What you have to do:
Search the records for "Kindly". Report every line where it occurs.
-- Opening Marker --
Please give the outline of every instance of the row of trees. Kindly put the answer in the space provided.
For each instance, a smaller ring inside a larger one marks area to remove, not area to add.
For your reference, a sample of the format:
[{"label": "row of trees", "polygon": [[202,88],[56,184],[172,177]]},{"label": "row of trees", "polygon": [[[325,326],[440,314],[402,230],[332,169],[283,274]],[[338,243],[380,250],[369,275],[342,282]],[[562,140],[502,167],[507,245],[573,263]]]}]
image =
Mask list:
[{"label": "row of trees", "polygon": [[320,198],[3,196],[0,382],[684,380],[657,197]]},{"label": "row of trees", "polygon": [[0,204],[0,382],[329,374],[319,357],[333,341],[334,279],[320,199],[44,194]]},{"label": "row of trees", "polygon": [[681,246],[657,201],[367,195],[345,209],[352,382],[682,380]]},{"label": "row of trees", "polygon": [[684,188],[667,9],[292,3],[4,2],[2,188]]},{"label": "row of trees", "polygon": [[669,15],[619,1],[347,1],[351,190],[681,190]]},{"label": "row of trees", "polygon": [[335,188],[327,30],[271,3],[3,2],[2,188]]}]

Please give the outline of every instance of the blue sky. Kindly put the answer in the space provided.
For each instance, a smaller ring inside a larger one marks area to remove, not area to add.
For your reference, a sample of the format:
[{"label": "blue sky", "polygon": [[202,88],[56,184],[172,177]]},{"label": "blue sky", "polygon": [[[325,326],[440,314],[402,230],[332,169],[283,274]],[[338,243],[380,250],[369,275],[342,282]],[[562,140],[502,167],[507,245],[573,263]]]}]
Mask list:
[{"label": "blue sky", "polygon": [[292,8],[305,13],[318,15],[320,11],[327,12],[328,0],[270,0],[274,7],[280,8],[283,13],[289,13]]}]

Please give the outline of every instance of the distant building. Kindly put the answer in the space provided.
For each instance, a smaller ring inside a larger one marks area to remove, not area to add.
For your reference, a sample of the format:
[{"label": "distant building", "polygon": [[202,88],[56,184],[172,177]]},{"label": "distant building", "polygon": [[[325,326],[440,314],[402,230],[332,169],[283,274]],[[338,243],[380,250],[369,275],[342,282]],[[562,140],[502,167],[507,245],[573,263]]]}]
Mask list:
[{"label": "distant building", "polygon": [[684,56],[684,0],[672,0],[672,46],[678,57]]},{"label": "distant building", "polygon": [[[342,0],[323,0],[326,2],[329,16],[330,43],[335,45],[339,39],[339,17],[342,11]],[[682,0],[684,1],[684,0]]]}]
-- Closing Marker --
-- Opening Marker --
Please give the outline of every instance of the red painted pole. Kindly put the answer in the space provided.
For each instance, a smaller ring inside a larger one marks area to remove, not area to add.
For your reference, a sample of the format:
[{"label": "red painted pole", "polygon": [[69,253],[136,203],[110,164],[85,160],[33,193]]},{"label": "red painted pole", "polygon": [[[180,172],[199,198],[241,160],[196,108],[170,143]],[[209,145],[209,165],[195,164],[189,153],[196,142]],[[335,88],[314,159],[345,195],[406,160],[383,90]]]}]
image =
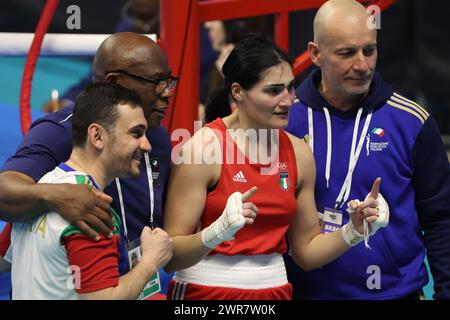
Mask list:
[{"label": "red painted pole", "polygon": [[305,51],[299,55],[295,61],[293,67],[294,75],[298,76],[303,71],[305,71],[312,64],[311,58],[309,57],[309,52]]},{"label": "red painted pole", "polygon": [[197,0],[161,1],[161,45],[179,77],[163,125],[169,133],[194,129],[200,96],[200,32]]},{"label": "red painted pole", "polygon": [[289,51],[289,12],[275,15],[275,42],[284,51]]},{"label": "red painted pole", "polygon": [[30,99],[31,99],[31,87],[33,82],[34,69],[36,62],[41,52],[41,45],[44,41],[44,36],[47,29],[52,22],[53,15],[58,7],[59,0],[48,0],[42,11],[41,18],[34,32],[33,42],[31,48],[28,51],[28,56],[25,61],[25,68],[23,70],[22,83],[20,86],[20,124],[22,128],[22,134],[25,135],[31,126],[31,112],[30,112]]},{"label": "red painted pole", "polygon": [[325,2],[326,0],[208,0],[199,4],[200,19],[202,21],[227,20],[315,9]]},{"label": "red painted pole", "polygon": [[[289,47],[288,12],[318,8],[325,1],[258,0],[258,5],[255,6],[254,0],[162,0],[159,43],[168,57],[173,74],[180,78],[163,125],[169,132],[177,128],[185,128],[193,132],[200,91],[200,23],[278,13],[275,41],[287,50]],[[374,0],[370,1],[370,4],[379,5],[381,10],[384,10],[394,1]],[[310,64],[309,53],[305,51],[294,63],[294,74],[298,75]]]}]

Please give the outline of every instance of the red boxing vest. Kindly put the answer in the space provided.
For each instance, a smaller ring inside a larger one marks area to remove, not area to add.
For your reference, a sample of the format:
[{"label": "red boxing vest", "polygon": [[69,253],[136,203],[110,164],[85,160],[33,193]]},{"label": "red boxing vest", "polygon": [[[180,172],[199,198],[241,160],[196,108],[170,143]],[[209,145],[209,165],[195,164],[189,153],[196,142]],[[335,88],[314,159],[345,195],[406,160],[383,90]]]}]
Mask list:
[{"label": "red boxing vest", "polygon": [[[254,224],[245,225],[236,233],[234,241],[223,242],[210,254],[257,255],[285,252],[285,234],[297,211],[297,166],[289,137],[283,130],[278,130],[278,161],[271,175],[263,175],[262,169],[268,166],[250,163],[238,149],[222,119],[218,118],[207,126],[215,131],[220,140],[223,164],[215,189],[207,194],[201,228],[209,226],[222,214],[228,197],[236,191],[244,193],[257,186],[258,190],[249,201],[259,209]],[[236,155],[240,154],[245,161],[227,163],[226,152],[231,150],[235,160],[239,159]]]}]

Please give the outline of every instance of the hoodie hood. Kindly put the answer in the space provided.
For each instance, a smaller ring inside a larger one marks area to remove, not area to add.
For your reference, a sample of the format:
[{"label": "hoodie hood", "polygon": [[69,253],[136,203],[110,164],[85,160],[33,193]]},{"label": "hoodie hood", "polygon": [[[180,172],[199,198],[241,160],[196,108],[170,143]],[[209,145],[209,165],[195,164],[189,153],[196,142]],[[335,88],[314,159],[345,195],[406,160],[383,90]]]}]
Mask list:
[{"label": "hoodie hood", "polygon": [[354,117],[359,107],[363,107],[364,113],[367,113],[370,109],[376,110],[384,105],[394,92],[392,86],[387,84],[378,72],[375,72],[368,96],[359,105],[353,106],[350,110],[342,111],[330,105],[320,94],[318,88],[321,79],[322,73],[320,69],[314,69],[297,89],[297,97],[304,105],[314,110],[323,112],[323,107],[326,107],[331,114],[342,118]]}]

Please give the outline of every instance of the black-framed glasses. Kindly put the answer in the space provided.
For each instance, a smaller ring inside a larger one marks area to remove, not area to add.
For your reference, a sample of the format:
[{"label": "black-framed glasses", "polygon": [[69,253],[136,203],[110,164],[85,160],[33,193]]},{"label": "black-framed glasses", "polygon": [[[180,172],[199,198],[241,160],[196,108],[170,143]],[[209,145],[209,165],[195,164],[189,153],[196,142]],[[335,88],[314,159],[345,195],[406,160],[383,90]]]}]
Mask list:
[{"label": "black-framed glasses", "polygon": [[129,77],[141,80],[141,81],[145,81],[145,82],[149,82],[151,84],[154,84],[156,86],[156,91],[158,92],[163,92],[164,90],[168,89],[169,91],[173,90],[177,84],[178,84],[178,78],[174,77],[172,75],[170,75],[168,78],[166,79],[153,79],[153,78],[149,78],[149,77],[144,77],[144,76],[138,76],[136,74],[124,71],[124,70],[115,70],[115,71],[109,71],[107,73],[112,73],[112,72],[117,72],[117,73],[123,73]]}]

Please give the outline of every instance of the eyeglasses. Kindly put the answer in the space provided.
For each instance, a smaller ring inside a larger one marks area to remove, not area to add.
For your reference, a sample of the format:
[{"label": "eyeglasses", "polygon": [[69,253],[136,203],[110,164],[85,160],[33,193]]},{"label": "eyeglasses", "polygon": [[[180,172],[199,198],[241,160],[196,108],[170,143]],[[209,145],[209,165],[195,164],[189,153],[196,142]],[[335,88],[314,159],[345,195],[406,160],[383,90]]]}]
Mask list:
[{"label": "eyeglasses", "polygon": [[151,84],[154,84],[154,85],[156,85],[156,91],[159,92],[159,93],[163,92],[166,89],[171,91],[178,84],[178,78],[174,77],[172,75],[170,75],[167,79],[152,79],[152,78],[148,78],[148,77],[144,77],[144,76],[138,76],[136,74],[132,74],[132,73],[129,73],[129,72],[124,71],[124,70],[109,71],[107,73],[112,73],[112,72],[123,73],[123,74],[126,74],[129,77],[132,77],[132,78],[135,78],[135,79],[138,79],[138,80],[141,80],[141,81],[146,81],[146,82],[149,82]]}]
-- Closing Marker --
-- Opening Marker --
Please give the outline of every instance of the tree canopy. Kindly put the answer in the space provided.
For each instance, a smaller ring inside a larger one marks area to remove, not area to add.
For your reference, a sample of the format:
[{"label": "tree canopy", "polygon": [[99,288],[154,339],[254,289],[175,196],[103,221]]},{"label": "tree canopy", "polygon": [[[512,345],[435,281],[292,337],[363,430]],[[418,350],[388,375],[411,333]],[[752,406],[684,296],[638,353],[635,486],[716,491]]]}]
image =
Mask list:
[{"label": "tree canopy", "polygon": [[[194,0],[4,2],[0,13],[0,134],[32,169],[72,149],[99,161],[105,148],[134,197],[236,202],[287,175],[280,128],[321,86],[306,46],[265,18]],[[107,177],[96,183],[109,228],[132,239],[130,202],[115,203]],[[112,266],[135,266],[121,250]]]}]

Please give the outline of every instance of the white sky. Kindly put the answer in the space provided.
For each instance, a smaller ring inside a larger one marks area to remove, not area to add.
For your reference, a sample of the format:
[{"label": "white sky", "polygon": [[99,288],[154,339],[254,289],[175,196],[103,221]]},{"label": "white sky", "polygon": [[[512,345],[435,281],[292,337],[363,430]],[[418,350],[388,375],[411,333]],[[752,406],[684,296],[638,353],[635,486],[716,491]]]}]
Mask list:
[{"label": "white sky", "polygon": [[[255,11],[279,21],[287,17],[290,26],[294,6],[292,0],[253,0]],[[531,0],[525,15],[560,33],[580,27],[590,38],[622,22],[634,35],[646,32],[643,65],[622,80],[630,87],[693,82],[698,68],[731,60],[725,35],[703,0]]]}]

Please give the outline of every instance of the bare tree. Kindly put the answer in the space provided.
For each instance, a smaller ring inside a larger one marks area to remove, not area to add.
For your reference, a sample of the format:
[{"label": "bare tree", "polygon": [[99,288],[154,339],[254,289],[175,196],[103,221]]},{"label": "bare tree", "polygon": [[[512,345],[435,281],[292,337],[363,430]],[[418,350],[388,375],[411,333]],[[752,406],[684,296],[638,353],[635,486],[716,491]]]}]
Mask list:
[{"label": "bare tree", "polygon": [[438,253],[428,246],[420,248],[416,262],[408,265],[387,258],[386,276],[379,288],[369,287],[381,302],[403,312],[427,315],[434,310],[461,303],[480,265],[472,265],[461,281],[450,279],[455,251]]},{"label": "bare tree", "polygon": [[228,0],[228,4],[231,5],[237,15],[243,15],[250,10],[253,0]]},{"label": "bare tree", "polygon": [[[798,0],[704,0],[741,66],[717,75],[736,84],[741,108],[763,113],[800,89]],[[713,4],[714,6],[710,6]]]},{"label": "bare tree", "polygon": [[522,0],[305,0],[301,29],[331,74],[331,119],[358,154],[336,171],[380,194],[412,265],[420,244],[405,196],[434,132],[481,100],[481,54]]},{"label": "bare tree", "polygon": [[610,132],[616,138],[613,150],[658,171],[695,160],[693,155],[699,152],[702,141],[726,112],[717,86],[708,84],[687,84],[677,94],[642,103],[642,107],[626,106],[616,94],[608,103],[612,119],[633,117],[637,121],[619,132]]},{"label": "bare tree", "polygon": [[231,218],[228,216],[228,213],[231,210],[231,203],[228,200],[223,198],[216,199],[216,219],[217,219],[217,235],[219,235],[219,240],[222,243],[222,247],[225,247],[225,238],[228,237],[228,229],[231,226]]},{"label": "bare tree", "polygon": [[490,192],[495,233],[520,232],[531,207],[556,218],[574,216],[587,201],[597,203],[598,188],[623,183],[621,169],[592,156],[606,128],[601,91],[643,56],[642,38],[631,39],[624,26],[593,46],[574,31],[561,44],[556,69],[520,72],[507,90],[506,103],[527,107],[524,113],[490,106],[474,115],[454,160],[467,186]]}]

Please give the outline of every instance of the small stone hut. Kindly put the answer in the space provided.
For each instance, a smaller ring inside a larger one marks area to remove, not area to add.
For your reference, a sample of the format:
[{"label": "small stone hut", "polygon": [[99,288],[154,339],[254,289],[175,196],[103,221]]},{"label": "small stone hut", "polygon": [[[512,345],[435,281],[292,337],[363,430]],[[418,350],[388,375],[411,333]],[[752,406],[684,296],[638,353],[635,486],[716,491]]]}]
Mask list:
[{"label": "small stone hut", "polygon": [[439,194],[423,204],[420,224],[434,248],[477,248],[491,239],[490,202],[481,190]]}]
-- Closing Marker --
Finished exercise:
Please give the outline of every instance of the row of trees. Kindly put the answer in the space provided.
Please give the outline of every instance of the blue sky. Kindly put the answer in the space provided.
Please give the outline of every instance of the distant building. Kindly put the answer in the space provided.
Please give the outline of every instance of the red painted pole. Kindly put the answer in the space provided.
Please give the outline of every instance of the red boxing vest. Kindly put the answer in the space provided.
Please give the outline of every instance of the hoodie hood. Kindly put the answer in the space provided.
Please give the outline of every instance of the black-framed glasses. Kindly put the answer in the space provided.
Please give the outline of every instance of the eyeglasses. Kindly put the answer in the space provided.
Please give the outline of every instance of the tree canopy. Kindly put the answer in the space provided.
Please give the outline of every instance of the white sky. Kindly put the answer in the space provided.
Please give the outline of every instance of the bare tree. Kindly put the answer in the space provided.
Please give the outline of every instance of the small stone hut. Kindly put the answer in the space provided.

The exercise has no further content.